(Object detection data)
— START —
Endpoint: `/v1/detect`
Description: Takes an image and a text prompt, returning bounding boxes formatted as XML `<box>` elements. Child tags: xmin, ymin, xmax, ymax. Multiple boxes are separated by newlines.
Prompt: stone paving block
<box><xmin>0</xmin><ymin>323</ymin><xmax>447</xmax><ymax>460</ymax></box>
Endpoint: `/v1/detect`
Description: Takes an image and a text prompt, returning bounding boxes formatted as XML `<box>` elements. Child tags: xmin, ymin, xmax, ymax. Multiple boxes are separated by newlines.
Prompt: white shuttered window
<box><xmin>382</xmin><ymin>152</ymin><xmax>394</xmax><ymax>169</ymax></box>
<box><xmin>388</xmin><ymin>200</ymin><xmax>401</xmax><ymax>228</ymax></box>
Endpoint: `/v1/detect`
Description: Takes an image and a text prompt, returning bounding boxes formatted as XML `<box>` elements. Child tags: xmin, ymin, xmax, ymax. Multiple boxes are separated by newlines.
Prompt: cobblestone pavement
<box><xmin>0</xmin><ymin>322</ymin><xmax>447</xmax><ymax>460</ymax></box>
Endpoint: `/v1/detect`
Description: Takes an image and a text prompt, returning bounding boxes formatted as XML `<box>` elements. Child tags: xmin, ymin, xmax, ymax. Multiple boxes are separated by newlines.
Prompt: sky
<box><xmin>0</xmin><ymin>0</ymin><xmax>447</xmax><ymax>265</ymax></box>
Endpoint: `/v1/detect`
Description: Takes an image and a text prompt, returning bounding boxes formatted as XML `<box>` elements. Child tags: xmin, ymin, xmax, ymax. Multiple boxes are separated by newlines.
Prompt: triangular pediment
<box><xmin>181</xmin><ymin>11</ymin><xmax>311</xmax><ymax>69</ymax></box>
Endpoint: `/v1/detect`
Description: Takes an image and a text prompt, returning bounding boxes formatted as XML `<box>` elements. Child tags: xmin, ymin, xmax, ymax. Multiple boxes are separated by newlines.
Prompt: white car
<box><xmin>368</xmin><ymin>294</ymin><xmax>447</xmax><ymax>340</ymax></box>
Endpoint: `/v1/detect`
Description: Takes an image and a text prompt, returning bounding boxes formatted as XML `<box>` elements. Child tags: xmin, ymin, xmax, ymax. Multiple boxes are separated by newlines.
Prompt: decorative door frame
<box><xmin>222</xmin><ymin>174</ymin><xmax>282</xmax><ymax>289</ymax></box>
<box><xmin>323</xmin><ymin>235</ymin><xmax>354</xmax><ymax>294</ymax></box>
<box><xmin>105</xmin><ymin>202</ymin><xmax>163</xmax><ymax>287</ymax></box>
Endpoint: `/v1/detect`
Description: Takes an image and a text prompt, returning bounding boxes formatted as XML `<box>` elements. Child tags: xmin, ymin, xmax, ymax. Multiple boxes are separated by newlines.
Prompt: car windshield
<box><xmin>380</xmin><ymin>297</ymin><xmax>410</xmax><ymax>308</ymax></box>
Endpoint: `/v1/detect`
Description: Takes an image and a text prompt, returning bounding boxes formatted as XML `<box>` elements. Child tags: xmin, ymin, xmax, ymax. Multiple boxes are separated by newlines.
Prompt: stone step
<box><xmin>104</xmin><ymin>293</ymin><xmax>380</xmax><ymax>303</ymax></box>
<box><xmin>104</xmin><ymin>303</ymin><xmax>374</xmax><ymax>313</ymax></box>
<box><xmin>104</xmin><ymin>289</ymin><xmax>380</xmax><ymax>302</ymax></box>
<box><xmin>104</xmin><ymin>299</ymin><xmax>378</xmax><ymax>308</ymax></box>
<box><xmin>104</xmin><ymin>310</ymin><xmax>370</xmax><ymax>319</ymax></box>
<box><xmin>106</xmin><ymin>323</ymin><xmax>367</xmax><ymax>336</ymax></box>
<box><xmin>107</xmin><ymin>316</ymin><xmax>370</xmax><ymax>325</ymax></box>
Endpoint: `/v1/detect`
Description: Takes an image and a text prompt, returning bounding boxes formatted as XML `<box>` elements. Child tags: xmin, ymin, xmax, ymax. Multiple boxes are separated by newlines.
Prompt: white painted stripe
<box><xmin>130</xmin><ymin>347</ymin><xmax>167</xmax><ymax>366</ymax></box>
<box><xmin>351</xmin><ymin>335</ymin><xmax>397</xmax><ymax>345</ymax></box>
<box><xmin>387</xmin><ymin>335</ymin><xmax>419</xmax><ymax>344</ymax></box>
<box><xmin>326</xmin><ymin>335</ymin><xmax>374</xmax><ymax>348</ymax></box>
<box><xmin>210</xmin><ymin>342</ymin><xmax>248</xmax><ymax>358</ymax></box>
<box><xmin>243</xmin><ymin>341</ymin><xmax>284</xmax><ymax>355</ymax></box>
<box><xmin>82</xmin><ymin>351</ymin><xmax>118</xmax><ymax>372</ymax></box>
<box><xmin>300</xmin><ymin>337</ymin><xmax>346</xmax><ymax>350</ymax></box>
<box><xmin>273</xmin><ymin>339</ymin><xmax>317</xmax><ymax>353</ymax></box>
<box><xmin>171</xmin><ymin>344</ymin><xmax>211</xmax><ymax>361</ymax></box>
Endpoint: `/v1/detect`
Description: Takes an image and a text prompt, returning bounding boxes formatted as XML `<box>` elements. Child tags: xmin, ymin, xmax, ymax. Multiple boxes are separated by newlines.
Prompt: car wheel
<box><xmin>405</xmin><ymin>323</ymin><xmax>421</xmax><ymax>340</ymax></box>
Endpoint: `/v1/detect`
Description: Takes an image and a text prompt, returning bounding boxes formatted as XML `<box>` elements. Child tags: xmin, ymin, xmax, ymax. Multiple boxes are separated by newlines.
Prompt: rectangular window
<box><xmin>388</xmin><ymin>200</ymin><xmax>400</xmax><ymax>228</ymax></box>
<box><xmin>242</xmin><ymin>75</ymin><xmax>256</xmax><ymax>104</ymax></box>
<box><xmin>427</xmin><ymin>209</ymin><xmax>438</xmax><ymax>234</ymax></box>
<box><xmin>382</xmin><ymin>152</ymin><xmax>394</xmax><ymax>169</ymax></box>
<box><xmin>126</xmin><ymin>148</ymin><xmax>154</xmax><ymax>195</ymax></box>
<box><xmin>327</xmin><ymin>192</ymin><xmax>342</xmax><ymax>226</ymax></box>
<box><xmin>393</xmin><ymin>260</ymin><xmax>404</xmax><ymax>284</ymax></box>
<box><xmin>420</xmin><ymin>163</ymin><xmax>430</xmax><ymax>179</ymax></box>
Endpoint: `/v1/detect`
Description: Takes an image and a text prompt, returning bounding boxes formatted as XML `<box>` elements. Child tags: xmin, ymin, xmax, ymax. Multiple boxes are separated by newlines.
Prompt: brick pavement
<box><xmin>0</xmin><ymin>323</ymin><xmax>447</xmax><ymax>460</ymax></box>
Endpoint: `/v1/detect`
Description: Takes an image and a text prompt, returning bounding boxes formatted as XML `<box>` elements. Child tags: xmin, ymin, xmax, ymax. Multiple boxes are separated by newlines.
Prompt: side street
— END —
→ The exercise:
Convert the records above into a JSON list of strings, with one string per line and no blank lines.

→ Output below:
[
  "Endpoint: `/v1/detect`",
  "Description: Takes an image and a text prompt, returning bounding boxes formatted as XML `<box>` elements. Child tags: xmin, ymin, xmax, ymax. Multiple boxes are separated by newlines.",
  "Prompt: stone paving block",
  "<box><xmin>0</xmin><ymin>323</ymin><xmax>447</xmax><ymax>460</ymax></box>",
  "Endpoint: `/v1/detect`",
  "Description: Takes an image and a text prompt, returning bounding boxes formatted as XML `<box>` elements. Child tags: xmin, ymin, xmax, ymax. Multiple boxes are separated by newlines.",
  "Prompt: white shuttered window",
  "<box><xmin>382</xmin><ymin>152</ymin><xmax>394</xmax><ymax>169</ymax></box>",
  "<box><xmin>388</xmin><ymin>200</ymin><xmax>401</xmax><ymax>228</ymax></box>",
  "Endpoint: `/v1/detect`",
  "Description: Takes an image and a text prompt, returning bounding boxes formatted as XML `<box>` elements. Child tags: xmin, ymin, xmax, ymax. Multiple boxes are separated by newlines.",
  "Prompt: cobblestone pavement",
  "<box><xmin>0</xmin><ymin>322</ymin><xmax>447</xmax><ymax>460</ymax></box>",
  "Endpoint: `/v1/detect`",
  "Description: Takes an image and a text prompt, returning bounding boxes formatted as XML `<box>` elements. Child tags: xmin, ymin, xmax, ymax. Multiple boxes are separated by newlines.",
  "Prompt: sky",
  "<box><xmin>0</xmin><ymin>0</ymin><xmax>447</xmax><ymax>265</ymax></box>",
  "Endpoint: `/v1/detect`",
  "Description: Takes an image and a text prompt, returning bounding boxes formatted as XML `<box>` elements. Child tags: xmin, ymin, xmax, ymax. Multiple boxes are separated by newlines.",
  "Prompt: triangular pediment",
  "<box><xmin>181</xmin><ymin>11</ymin><xmax>311</xmax><ymax>69</ymax></box>",
  "Endpoint: `/v1/detect`",
  "Description: Takes an image and a text prompt, returning bounding boxes formatted as XML `<box>` elements. Child tags: xmin, ymin, xmax, ymax. Multiple boxes are separated by newlines.",
  "Prompt: white car",
  "<box><xmin>368</xmin><ymin>294</ymin><xmax>447</xmax><ymax>340</ymax></box>",
  "Endpoint: `/v1/detect`",
  "Description: Takes an image and a text prompt, returning bounding boxes formatted as XML `<box>` elements. Child tags: xmin, ymin, xmax, ymax. Multiple boxes are separated by newlines.",
  "Prompt: decorative door frame",
  "<box><xmin>222</xmin><ymin>174</ymin><xmax>282</xmax><ymax>289</ymax></box>",
  "<box><xmin>323</xmin><ymin>235</ymin><xmax>354</xmax><ymax>294</ymax></box>",
  "<box><xmin>105</xmin><ymin>202</ymin><xmax>163</xmax><ymax>287</ymax></box>",
  "Endpoint: `/v1/detect`",
  "Description: Takes an image and a text prompt, returning bounding boxes formatted as XML `<box>` elements. Child tags: xmin, ymin, xmax, ymax. Multiple boxes are separated by newlines.",
  "Prompt: car windshield",
  "<box><xmin>380</xmin><ymin>297</ymin><xmax>410</xmax><ymax>308</ymax></box>",
  "Endpoint: `/v1/detect`",
  "Description: Takes an image and a text prompt, returning bounding boxes formatted as XML `<box>` elements. Child tags: xmin, ymin, xmax, ymax. Multiple boxes are separated by newlines.",
  "Prompt: stone step",
  "<box><xmin>104</xmin><ymin>293</ymin><xmax>380</xmax><ymax>303</ymax></box>",
  "<box><xmin>104</xmin><ymin>303</ymin><xmax>374</xmax><ymax>313</ymax></box>",
  "<box><xmin>104</xmin><ymin>289</ymin><xmax>380</xmax><ymax>302</ymax></box>",
  "<box><xmin>104</xmin><ymin>299</ymin><xmax>378</xmax><ymax>308</ymax></box>",
  "<box><xmin>104</xmin><ymin>310</ymin><xmax>370</xmax><ymax>319</ymax></box>",
  "<box><xmin>106</xmin><ymin>323</ymin><xmax>367</xmax><ymax>336</ymax></box>",
  "<box><xmin>107</xmin><ymin>316</ymin><xmax>370</xmax><ymax>325</ymax></box>",
  "Endpoint: `/v1/detect`",
  "Description: Takes an image and a text prompt, returning bounding boxes formatted as XML `<box>` elements. Child tags: xmin, ymin, xmax, ymax. Multiple boxes are separated by newlines.",
  "Prompt: white painted stripe",
  "<box><xmin>130</xmin><ymin>347</ymin><xmax>167</xmax><ymax>366</ymax></box>",
  "<box><xmin>351</xmin><ymin>335</ymin><xmax>397</xmax><ymax>345</ymax></box>",
  "<box><xmin>387</xmin><ymin>335</ymin><xmax>419</xmax><ymax>344</ymax></box>",
  "<box><xmin>326</xmin><ymin>335</ymin><xmax>374</xmax><ymax>348</ymax></box>",
  "<box><xmin>210</xmin><ymin>342</ymin><xmax>248</xmax><ymax>358</ymax></box>",
  "<box><xmin>243</xmin><ymin>341</ymin><xmax>284</xmax><ymax>355</ymax></box>",
  "<box><xmin>82</xmin><ymin>351</ymin><xmax>118</xmax><ymax>372</ymax></box>",
  "<box><xmin>300</xmin><ymin>337</ymin><xmax>346</xmax><ymax>350</ymax></box>",
  "<box><xmin>273</xmin><ymin>339</ymin><xmax>317</xmax><ymax>353</ymax></box>",
  "<box><xmin>171</xmin><ymin>344</ymin><xmax>211</xmax><ymax>361</ymax></box>",
  "Endpoint: `/v1/detect`",
  "Description: Takes an image and a text prompt, returning bounding boxes formatted as XML `<box>` elements. Child tags: xmin, ymin, xmax, ymax. Multiple boxes are separated by newlines.",
  "Prompt: car wheel",
  "<box><xmin>405</xmin><ymin>323</ymin><xmax>421</xmax><ymax>340</ymax></box>",
  "Endpoint: `/v1/detect`",
  "Description: Takes an image and a text prompt, returning bounding boxes formatted as XML `<box>` elements. Child tags: xmin, ymin, xmax, ymax. Multiple boxes are separated by newlines.",
  "Prompt: rectangular window",
  "<box><xmin>388</xmin><ymin>200</ymin><xmax>400</xmax><ymax>228</ymax></box>",
  "<box><xmin>242</xmin><ymin>75</ymin><xmax>256</xmax><ymax>104</ymax></box>",
  "<box><xmin>427</xmin><ymin>209</ymin><xmax>438</xmax><ymax>234</ymax></box>",
  "<box><xmin>382</xmin><ymin>152</ymin><xmax>394</xmax><ymax>169</ymax></box>",
  "<box><xmin>126</xmin><ymin>148</ymin><xmax>154</xmax><ymax>195</ymax></box>",
  "<box><xmin>327</xmin><ymin>192</ymin><xmax>342</xmax><ymax>226</ymax></box>",
  "<box><xmin>393</xmin><ymin>260</ymin><xmax>404</xmax><ymax>284</ymax></box>",
  "<box><xmin>420</xmin><ymin>163</ymin><xmax>430</xmax><ymax>179</ymax></box>",
  "Endpoint: `/v1/detect`",
  "Description: Takes an image and a text prompt, returning bounding boxes formatted as XML `<box>` elements. Child tags: xmin, ymin, xmax, ymax. Multiple boxes are separated by newlines.",
  "Prompt: brick pavement",
  "<box><xmin>0</xmin><ymin>323</ymin><xmax>447</xmax><ymax>460</ymax></box>",
  "Endpoint: `/v1/detect`",
  "Description: Takes an image and a text prompt, returning bounding boxes formatted as XML `<box>` elements. Child tags: xmin, ymin, xmax, ymax. Multiple boxes are separated by newlines.",
  "Prompt: side street"
]